TASK TO CARRY OUT: A faithful copy of the data below is required, leaving out every picture.

SUPPLIED DATA:

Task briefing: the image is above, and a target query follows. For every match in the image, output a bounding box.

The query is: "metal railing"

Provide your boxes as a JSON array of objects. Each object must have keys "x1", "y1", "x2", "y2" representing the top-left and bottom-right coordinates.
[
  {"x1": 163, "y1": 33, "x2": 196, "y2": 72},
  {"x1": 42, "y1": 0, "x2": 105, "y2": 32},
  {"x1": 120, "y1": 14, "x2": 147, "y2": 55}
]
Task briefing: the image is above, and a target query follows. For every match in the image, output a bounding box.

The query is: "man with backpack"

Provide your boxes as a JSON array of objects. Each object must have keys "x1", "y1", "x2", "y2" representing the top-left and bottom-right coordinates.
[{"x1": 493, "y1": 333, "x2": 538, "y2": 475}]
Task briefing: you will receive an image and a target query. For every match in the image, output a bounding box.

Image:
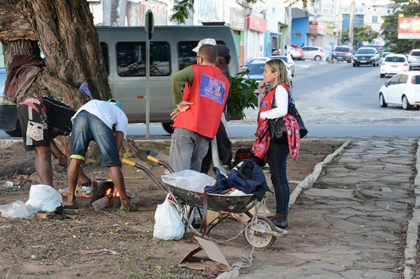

EXERCISE RESULT:
Task briefing: the image is above, and a target query follows. For every match in the image, output a bounding box.

The query is: "metal railing"

Provide your boxes as a JSON array of objects. Each object must have keys "x1", "y1", "x2", "y2" representing the top-left and bottom-right coordinates.
[
  {"x1": 163, "y1": 33, "x2": 196, "y2": 72},
  {"x1": 42, "y1": 0, "x2": 105, "y2": 32},
  {"x1": 120, "y1": 14, "x2": 147, "y2": 55}
]
Task briefing: the image is above, and a target query follows. For every match in the image, output a bounding box.

The query is: "man with backpack"

Provide your boxes as a JSON array of objects. Each object must have keys "x1", "y1", "x2", "y2" representing the top-left and bottom-right coordinates.
[{"x1": 493, "y1": 333, "x2": 538, "y2": 475}]
Task briefing: you will receive an image and a target query. For every match in the image, output a bounding box.

Image:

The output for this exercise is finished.